## Records shown
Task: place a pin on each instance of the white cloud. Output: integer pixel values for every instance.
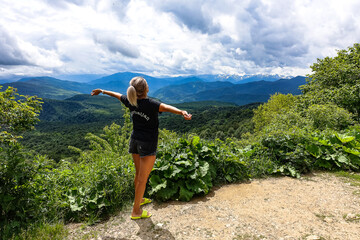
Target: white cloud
(171, 37)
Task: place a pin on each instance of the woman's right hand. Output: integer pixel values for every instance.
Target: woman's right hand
(96, 92)
(186, 115)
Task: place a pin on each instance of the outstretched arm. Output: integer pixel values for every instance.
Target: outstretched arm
(110, 93)
(167, 108)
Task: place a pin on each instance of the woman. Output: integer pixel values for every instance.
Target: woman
(143, 142)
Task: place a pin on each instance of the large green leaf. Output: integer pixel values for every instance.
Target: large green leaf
(344, 138)
(204, 168)
(313, 150)
(352, 151)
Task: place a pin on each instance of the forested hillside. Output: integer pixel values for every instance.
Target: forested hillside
(240, 94)
(65, 123)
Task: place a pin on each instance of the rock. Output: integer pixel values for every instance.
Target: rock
(313, 237)
(328, 220)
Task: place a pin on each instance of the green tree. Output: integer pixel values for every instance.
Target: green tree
(278, 104)
(336, 80)
(17, 114)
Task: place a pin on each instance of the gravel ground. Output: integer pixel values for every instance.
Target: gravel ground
(317, 206)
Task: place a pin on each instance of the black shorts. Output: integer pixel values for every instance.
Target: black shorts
(142, 148)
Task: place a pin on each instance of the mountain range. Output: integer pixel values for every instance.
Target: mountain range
(171, 89)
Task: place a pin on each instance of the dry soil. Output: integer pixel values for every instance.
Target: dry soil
(317, 206)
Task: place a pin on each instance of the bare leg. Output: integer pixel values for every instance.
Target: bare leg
(136, 158)
(145, 167)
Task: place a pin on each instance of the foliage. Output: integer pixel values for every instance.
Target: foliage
(35, 189)
(298, 151)
(44, 231)
(188, 167)
(100, 181)
(336, 80)
(329, 115)
(278, 104)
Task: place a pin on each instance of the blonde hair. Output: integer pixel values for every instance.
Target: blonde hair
(138, 88)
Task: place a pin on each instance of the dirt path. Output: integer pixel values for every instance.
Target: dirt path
(320, 206)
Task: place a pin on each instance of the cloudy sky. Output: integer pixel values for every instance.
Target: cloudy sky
(172, 37)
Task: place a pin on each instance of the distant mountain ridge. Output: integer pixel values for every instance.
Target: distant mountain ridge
(240, 94)
(168, 89)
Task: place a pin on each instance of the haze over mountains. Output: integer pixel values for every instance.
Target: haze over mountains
(236, 89)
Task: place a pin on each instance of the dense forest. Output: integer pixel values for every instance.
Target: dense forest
(289, 135)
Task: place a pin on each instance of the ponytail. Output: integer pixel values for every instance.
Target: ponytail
(132, 96)
(138, 88)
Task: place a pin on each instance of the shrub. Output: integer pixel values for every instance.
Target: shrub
(188, 167)
(329, 115)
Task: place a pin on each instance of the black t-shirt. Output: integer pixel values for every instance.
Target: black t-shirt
(145, 118)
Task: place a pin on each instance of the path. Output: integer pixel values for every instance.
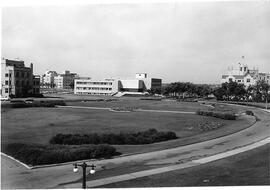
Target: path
(63, 177)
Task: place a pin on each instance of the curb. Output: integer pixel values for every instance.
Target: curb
(12, 158)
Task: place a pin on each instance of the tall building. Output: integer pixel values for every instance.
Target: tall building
(16, 78)
(243, 75)
(47, 79)
(65, 80)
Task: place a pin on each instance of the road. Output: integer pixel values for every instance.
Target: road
(16, 176)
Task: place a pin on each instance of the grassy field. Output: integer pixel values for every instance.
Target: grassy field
(243, 169)
(38, 125)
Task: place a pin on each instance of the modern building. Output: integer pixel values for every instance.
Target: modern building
(141, 83)
(47, 79)
(36, 84)
(95, 87)
(65, 80)
(242, 74)
(16, 78)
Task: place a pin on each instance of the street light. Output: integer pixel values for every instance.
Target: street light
(84, 166)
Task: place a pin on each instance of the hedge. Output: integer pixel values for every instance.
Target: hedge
(23, 104)
(221, 115)
(144, 137)
(36, 154)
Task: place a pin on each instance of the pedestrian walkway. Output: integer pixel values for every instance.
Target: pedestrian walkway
(137, 110)
(130, 176)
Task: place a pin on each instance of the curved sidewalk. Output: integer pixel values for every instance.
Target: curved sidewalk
(130, 176)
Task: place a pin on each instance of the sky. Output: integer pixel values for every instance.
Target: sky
(188, 42)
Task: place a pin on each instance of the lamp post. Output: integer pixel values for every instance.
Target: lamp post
(84, 166)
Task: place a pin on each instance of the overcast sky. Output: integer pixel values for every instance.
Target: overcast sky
(193, 42)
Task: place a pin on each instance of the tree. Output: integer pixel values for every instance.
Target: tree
(262, 91)
(231, 91)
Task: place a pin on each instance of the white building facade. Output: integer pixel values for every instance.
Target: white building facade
(64, 80)
(243, 75)
(141, 83)
(87, 86)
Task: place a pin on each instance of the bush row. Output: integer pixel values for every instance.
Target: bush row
(22, 104)
(221, 115)
(34, 154)
(145, 137)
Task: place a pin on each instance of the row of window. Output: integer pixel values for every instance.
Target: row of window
(94, 83)
(22, 74)
(8, 75)
(92, 93)
(7, 90)
(92, 88)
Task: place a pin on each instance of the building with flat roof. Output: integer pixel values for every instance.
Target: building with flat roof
(16, 78)
(47, 79)
(243, 75)
(139, 84)
(65, 80)
(88, 86)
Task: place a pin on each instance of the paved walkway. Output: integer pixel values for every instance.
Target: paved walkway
(134, 175)
(137, 110)
(109, 171)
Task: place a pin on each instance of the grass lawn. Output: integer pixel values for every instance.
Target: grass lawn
(248, 168)
(38, 125)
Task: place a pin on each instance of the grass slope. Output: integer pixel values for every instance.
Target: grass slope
(249, 168)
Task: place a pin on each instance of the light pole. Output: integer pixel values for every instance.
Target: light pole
(84, 166)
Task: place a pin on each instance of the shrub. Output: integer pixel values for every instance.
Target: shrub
(143, 137)
(221, 115)
(249, 112)
(34, 154)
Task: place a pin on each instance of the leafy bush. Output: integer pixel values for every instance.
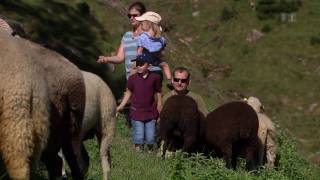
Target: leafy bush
(267, 9)
(290, 165)
(266, 28)
(227, 14)
(315, 40)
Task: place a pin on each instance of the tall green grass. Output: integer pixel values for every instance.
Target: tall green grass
(128, 164)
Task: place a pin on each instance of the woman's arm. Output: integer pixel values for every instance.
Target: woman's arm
(117, 59)
(159, 101)
(125, 100)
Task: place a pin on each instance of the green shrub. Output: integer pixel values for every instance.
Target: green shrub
(227, 14)
(267, 9)
(266, 28)
(290, 165)
(315, 40)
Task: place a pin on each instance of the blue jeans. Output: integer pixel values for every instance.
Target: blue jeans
(143, 132)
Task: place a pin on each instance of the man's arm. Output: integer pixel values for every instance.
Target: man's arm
(159, 101)
(117, 59)
(125, 100)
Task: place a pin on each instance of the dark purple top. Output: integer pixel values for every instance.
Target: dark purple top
(143, 106)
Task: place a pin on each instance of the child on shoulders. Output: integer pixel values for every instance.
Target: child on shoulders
(151, 42)
(142, 87)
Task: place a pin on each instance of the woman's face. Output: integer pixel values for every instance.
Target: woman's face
(145, 25)
(132, 14)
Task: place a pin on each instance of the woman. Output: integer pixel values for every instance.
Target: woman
(127, 50)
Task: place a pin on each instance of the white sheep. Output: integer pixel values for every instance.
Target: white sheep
(24, 109)
(99, 117)
(266, 133)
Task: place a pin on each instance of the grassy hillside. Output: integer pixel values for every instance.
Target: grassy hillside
(282, 68)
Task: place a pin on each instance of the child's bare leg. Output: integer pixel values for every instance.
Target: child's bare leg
(166, 69)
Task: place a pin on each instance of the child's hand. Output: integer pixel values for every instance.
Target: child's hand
(102, 59)
(119, 108)
(159, 107)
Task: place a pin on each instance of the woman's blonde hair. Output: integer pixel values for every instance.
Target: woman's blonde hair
(156, 29)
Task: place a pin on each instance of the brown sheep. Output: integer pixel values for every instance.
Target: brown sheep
(67, 96)
(24, 110)
(231, 130)
(266, 133)
(179, 126)
(99, 117)
(67, 100)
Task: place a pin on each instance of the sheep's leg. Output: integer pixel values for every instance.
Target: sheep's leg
(104, 142)
(15, 159)
(17, 140)
(53, 164)
(234, 160)
(227, 154)
(76, 160)
(165, 148)
(250, 151)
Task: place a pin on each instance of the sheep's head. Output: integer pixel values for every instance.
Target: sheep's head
(255, 104)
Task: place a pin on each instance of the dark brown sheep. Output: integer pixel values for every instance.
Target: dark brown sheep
(231, 130)
(179, 124)
(67, 97)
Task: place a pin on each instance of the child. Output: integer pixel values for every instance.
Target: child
(141, 90)
(151, 42)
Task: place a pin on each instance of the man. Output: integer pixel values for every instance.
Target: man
(142, 88)
(181, 81)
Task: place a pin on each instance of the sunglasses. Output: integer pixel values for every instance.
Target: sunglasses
(132, 15)
(140, 63)
(181, 80)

## What is being asked
Within the material above, output exactly the lines from the one with "Target: grassy field" through the one with "Task: place a pin on each instance of the paved", end lines included, and nothing besides.

## Answer to this task
Target: grassy field
(243, 169)
(38, 125)
Task: place a pin on each instance of the modern building. Output: integer pixel values for every instance.
Target: modern building
(141, 83)
(47, 79)
(36, 84)
(95, 87)
(65, 80)
(242, 74)
(16, 78)
Task: place a pin on each instance of the street light. Output: integer pixel values for every instance.
Target: street light
(84, 166)
Task: place a pin on each instance of the hedge. Output: integer pixel values for every instance.
Target: hedge
(23, 104)
(221, 115)
(144, 137)
(36, 154)
Task: place a pin on each instance of the pedestrian walkway. Output: integer pixel values for every instance.
Target: pedestrian walkway
(137, 110)
(130, 176)
Task: place a pin on each instance of the curved sidewalk. Output: integer pixel values for every instance.
Target: curved sidewalk
(130, 176)
Task: place a pin on each instance of the sky. Output: integer pixel values for every instance.
Target: sky
(188, 42)
Task: place a pin on each instance of the lamp post. Output: integer pixel values for every instance.
Target: lamp post
(84, 166)
Task: place a pin on each instance of the overcast sky. Output: integer pixel values for every instance.
Target: overcast sky
(193, 42)
Task: place a pin on each instance of the tree. Output: integer pixel values for every instance.
Target: tree
(262, 91)
(231, 91)
Task: place a pin on each instance of the white building facade. Output: integer pixel values for every instance.
Target: white building facade
(64, 80)
(243, 75)
(141, 83)
(87, 86)
Task: place a pin on each instance of the bush row. Output: integer pixel values for every instance.
Target: bush row
(22, 104)
(221, 115)
(34, 154)
(145, 137)
Task: place a pin on each instance of the row of window. Output: integer pixel values for every instance.
Target: row of window
(94, 83)
(22, 74)
(8, 75)
(92, 93)
(7, 90)
(92, 88)
Task: place a pin on each instance of the building with flat roof. Output: integer pixel values for every instance.
Target: building with flat roof
(16, 78)
(47, 79)
(243, 75)
(139, 84)
(65, 80)
(88, 86)
Task: place a pin on each instance of the paved walkway. Output: integer pixel values for every instance.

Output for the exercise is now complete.